[Saved data entries]
────────────────────

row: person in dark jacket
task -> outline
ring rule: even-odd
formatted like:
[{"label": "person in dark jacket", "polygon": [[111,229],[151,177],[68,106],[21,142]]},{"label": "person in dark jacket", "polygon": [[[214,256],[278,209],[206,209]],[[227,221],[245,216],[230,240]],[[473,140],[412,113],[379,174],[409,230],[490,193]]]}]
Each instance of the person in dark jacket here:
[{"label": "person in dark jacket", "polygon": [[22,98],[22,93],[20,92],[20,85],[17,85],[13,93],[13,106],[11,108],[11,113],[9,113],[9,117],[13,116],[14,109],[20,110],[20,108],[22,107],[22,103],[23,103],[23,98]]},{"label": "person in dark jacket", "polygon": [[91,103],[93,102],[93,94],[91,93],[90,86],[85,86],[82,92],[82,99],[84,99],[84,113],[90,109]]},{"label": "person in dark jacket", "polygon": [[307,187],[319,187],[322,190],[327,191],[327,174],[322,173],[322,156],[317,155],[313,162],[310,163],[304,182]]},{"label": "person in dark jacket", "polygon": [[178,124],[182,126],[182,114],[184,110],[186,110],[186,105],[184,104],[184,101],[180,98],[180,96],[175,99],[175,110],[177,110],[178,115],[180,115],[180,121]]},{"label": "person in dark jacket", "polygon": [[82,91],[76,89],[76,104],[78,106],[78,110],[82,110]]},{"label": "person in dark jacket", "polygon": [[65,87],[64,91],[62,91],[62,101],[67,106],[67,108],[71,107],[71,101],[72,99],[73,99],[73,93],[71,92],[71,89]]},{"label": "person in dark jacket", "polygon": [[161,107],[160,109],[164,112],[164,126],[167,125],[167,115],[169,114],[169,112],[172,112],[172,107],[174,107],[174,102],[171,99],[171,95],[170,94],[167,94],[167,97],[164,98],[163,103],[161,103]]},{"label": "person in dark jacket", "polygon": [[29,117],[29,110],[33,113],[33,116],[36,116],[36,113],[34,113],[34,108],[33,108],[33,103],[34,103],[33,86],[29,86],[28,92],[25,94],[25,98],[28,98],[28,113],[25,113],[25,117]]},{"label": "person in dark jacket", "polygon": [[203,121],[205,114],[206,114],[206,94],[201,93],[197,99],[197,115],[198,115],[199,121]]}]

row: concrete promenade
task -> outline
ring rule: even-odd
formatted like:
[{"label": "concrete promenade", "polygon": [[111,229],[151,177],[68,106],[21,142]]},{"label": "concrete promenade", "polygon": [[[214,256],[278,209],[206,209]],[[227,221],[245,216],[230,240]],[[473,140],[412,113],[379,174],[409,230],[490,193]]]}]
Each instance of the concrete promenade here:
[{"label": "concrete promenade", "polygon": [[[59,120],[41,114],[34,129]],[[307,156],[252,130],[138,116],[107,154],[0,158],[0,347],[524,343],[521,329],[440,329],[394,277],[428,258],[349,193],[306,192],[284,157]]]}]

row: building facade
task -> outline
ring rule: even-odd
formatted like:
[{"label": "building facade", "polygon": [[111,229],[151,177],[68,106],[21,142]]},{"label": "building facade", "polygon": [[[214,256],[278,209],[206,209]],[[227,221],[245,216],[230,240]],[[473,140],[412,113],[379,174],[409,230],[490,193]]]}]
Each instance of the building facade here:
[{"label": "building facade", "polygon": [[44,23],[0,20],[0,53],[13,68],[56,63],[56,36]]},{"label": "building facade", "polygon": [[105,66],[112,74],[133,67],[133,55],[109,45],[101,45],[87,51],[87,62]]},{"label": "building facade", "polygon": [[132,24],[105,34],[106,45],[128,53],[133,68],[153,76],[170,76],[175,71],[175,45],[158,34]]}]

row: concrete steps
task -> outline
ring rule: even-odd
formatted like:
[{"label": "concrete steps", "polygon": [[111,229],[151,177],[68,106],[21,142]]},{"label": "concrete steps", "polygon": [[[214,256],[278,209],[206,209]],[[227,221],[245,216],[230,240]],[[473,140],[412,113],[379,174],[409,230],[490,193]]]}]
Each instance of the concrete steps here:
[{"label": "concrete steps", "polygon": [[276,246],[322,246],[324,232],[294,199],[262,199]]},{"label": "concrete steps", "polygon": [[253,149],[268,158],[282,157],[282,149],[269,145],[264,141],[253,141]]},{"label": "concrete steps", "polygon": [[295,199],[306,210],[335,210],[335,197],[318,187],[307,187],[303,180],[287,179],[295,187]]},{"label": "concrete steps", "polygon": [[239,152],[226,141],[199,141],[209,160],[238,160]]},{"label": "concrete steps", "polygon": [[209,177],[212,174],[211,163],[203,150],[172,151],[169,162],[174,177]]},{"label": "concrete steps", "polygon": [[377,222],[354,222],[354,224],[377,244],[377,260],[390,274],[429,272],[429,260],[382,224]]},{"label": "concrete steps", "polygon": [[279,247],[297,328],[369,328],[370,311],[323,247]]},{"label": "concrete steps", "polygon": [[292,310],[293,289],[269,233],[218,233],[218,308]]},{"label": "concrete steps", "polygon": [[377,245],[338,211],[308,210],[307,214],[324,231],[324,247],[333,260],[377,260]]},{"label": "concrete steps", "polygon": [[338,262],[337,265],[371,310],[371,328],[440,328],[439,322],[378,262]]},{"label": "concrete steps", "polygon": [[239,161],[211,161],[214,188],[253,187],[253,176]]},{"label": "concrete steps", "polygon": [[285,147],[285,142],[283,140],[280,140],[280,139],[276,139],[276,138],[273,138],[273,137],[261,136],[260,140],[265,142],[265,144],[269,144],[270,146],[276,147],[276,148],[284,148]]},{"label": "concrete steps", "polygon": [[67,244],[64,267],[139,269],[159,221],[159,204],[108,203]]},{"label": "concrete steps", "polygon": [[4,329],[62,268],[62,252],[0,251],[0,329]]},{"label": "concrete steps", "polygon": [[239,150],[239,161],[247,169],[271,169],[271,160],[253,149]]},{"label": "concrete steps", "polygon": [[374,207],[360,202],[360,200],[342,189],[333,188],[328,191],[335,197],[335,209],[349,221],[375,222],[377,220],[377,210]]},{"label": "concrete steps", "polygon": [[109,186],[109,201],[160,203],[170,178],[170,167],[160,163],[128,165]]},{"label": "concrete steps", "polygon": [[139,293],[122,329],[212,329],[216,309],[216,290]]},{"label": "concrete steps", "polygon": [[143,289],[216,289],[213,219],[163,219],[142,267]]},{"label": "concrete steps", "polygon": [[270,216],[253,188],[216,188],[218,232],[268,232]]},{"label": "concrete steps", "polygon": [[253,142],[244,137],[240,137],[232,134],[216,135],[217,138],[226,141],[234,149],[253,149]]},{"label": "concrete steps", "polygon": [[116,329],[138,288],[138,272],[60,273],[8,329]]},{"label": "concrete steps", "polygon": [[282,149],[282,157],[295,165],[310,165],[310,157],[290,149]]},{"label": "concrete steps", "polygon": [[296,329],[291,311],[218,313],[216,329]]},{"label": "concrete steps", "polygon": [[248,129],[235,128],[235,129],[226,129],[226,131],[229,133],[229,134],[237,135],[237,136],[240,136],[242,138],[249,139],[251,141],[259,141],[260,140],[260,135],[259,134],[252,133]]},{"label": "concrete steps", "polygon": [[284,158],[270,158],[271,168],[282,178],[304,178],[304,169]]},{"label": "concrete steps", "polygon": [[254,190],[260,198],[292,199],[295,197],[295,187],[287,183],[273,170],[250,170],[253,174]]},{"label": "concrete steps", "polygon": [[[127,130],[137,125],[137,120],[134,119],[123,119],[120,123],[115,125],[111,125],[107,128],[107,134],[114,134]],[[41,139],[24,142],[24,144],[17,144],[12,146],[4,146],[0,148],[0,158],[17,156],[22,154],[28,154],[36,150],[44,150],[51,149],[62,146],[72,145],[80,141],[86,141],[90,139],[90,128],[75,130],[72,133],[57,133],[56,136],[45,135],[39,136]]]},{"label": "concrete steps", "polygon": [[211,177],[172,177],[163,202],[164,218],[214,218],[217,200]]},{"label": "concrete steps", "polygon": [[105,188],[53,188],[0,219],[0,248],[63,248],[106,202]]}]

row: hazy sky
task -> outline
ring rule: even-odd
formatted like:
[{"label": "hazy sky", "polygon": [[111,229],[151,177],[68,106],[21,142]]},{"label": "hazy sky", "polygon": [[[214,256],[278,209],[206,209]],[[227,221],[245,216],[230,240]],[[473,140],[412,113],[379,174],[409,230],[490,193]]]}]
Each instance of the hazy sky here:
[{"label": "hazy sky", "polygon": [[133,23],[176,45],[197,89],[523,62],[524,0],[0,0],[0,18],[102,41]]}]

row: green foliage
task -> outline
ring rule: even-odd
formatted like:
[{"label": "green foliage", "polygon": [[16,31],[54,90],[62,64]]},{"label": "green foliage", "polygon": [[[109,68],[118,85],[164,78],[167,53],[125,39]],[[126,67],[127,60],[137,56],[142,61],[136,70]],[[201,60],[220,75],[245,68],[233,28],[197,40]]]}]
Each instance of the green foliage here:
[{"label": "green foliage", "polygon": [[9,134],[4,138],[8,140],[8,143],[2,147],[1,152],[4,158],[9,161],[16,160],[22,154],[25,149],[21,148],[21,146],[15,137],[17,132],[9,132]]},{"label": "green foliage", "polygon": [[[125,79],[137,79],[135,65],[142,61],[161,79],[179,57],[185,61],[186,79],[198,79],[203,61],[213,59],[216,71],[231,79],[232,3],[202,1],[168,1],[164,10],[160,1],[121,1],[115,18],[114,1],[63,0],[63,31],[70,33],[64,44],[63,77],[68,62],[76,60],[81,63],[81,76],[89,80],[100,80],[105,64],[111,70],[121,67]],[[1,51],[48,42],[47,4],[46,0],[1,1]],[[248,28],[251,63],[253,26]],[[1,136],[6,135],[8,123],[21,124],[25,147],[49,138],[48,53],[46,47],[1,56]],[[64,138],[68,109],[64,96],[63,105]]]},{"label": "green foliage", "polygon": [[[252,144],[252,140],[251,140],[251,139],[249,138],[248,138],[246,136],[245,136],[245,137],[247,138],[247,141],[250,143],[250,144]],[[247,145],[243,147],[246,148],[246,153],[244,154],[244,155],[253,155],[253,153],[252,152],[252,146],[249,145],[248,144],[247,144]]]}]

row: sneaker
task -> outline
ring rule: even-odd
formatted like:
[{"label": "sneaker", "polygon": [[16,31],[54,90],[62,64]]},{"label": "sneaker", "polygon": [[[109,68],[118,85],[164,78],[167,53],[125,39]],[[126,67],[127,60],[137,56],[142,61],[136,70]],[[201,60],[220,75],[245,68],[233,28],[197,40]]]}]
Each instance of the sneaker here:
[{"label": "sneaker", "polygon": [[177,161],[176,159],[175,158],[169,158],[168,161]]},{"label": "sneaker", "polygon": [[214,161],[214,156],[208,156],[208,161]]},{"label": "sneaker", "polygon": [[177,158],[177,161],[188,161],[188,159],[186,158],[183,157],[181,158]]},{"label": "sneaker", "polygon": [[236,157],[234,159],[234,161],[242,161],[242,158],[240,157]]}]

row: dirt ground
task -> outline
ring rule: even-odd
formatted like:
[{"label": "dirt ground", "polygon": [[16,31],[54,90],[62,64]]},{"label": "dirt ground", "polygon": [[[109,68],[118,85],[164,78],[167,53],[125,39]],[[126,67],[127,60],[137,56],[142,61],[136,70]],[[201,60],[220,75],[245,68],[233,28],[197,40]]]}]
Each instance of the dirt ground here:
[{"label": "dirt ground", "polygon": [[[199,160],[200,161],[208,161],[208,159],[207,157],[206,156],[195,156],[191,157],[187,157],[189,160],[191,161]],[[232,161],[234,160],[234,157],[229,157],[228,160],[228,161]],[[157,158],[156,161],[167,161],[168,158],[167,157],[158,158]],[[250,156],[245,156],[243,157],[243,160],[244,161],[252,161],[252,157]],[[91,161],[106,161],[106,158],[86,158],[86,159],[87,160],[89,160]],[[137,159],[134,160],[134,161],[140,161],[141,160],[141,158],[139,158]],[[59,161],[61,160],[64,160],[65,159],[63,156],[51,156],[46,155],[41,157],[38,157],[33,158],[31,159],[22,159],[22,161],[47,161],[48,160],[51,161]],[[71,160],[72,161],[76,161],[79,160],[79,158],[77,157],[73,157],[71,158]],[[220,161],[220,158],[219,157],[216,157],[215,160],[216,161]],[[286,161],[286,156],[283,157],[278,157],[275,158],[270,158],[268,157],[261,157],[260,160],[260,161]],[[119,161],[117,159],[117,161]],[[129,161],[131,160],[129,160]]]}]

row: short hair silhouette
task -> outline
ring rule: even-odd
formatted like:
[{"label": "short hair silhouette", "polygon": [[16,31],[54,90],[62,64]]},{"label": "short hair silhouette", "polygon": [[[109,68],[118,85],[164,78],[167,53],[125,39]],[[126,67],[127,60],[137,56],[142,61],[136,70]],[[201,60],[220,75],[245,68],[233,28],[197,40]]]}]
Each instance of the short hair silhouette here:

────────────────────

• EXERCISE GOAL
Please lay out the lines starting with the line that contains "row: dirt ground" and going on through the line that contains "Each instance of the dirt" as a Markdown table with the columns Number and Record line, one row per line, skipping blank lines.

• ANSWER TO THIS PROBLEM
| Number | Record line |
|---|---|
| 1 | row: dirt ground |
| 2 | task -> outline |
| 3 | ring rule: even-odd |
| 4 | formatted like: |
| 5 | [{"label": "dirt ground", "polygon": [[16,31],[54,90],[62,64]]},{"label": "dirt ground", "polygon": [[[109,68],[118,85],[164,78],[167,53],[125,39]],[[126,67],[127,60],[137,56],[142,61],[136,70]],[[201,60],[220,75],[245,68],[233,28],[197,40]]]}] |
| 6 | Each instance of the dirt ground here: |